**GIVEN INSTRUCTION:** Please rewrite the items below, replacing "a dot for each instance" with "one point per instance" and leaving everything else unchanged.

Point-based annotation data
# # # #
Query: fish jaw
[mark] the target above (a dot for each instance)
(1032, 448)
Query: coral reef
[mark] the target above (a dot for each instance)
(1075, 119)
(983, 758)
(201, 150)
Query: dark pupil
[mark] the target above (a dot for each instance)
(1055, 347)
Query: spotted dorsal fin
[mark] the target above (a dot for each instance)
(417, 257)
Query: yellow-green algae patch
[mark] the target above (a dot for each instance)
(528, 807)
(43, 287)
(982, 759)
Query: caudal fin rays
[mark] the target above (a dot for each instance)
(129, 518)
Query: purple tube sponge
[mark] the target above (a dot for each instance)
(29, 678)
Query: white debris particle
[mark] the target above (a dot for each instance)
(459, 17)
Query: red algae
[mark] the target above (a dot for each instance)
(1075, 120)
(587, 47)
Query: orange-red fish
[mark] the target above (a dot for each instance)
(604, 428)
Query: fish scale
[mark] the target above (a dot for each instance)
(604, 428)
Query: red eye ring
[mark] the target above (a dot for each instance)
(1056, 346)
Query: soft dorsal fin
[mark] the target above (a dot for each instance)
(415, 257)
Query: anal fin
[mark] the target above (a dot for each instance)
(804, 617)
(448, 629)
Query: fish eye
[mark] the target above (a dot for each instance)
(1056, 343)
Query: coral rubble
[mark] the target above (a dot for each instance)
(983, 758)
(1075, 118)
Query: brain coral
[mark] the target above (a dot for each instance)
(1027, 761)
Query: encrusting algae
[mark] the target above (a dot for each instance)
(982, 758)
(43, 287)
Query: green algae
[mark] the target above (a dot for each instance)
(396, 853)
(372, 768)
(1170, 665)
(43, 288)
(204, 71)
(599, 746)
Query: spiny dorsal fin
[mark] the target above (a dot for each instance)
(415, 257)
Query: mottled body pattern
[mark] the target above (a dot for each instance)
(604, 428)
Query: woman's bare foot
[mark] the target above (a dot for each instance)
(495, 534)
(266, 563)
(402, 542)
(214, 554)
# # # #
**THE SOLUTION:**
Query: fish jaw
[mark] the target above (one point per instance)
(1032, 448)
Query: coral reef
[mark] the target above (one point per instance)
(1075, 119)
(983, 758)
(201, 150)
Query: dark pupil
[mark] the target above (one point per instance)
(1055, 347)
Query: spotted dorsal fin
[mark] the target above (one point per instance)
(417, 257)
Query: yellow-green algae patch
[mark] the target above (one point per instance)
(528, 807)
(43, 287)
(982, 759)
Query: caudal fin rays
[mark] the target above (one point per instance)
(129, 518)
Query: purple tube sponge
[mark] the target above (one point per instance)
(29, 678)
Query: white debris particle
[mark] the target above (one point per instance)
(459, 17)
Query: red algae
[mark] the target above (one point per instance)
(1075, 120)
(587, 47)
Query: orange-red fish
[mark] the target above (one point per instance)
(604, 428)
Query: fish scale
[mark] the target above (one point per instance)
(604, 428)
Query: red eye ring
[mark] the target above (one point per instance)
(1056, 346)
Query: soft dorsal fin
[mark] the target above (one point per instance)
(415, 257)
Query: anal fin
[mark] the target above (one point per instance)
(804, 617)
(448, 629)
Query: fish eye
[mark] the target above (one point per instance)
(1056, 343)
Query: coral rubble
[mark] the target above (one point per instance)
(983, 758)
(1075, 118)
Query: brain coral
[mark] the target above (one point per instance)
(1027, 761)
Query: encrusting algae
[mark] the target above (one point per instance)
(982, 758)
(43, 287)
Query: green algae
[mark] the target above (one point per instance)
(396, 853)
(372, 768)
(1170, 665)
(43, 288)
(204, 71)
(599, 746)
Query: spiny dorsal fin
[mark] the target above (one point per instance)
(415, 257)
Query: mottled body pattern
[mark] the target above (one point per instance)
(604, 428)
Query: woman's bare foot
[mark] the target above (one point per instance)
(495, 534)
(266, 563)
(402, 542)
(214, 554)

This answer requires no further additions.